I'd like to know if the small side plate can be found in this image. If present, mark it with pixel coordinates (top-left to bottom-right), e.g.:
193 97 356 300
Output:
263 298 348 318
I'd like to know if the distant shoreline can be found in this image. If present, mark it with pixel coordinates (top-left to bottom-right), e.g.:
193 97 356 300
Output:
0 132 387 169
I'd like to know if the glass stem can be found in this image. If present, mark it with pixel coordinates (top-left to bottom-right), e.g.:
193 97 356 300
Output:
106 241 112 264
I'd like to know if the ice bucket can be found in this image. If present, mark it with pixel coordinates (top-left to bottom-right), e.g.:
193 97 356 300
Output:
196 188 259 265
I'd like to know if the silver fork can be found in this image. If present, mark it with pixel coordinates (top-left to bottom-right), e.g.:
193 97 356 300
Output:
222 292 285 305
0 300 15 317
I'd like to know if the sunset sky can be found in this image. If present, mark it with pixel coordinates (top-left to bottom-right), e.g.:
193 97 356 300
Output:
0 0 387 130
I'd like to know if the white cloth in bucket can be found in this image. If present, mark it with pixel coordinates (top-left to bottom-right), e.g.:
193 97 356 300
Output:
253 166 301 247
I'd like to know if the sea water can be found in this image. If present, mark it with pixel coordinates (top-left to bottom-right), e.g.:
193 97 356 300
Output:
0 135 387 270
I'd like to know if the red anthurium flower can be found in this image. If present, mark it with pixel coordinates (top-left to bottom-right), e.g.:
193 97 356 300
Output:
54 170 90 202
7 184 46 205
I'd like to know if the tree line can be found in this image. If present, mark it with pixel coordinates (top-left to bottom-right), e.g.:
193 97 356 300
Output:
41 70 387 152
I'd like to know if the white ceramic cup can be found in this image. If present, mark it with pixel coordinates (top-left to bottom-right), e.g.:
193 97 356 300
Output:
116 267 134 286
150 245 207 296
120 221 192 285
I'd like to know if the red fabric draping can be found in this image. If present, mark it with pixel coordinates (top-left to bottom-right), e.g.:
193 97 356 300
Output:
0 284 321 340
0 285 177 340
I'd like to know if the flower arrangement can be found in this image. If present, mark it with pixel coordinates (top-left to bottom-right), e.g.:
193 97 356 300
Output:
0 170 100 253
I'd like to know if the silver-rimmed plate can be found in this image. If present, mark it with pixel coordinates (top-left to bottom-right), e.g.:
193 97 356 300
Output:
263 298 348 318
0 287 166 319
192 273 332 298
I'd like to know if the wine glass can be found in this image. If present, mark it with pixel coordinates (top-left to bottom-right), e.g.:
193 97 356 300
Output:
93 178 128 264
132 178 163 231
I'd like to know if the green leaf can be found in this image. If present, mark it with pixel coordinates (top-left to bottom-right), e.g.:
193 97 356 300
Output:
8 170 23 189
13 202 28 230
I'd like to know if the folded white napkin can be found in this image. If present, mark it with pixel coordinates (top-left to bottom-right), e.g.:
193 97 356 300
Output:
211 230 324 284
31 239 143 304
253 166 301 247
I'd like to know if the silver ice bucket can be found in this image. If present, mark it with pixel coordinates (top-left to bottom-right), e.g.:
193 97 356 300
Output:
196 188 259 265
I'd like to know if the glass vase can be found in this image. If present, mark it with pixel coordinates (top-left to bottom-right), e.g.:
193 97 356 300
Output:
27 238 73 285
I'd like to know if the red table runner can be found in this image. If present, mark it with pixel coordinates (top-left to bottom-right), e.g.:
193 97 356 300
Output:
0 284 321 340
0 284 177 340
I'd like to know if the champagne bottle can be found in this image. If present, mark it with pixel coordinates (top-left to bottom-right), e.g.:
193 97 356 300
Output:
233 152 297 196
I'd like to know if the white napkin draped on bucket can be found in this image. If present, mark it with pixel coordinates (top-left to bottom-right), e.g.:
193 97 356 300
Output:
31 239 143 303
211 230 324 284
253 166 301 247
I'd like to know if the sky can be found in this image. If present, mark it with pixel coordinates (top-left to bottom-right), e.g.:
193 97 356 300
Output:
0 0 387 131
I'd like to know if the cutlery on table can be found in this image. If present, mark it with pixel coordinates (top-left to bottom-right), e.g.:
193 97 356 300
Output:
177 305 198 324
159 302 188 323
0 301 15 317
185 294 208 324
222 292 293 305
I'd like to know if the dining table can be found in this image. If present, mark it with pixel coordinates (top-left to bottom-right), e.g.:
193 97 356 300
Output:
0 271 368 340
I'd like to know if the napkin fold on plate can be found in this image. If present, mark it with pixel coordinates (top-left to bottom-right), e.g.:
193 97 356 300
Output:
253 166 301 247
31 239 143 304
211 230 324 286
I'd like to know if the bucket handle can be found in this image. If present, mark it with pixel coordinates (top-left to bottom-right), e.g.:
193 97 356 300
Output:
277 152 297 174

WHAT IS BEING ASKED: Pick out each line in the listing above that contains the word "napkin", and copy those lines out in full.

ANSWER IN FULL:
I'd like to know if the folded white napkin can be found in this image. If present, mark it with pixel coordinates (top-left to bottom-right), e.g.:
I'd like to know if the white napkin draped on bucket can be found in this image. If present, mark it with pixel coordinates (top-left to bottom-right), e.g.:
I'd like to know if the napkin fold on plate can be found in this image. If present, mark it with pixel coordinates (top-left to bottom-right), e.g.:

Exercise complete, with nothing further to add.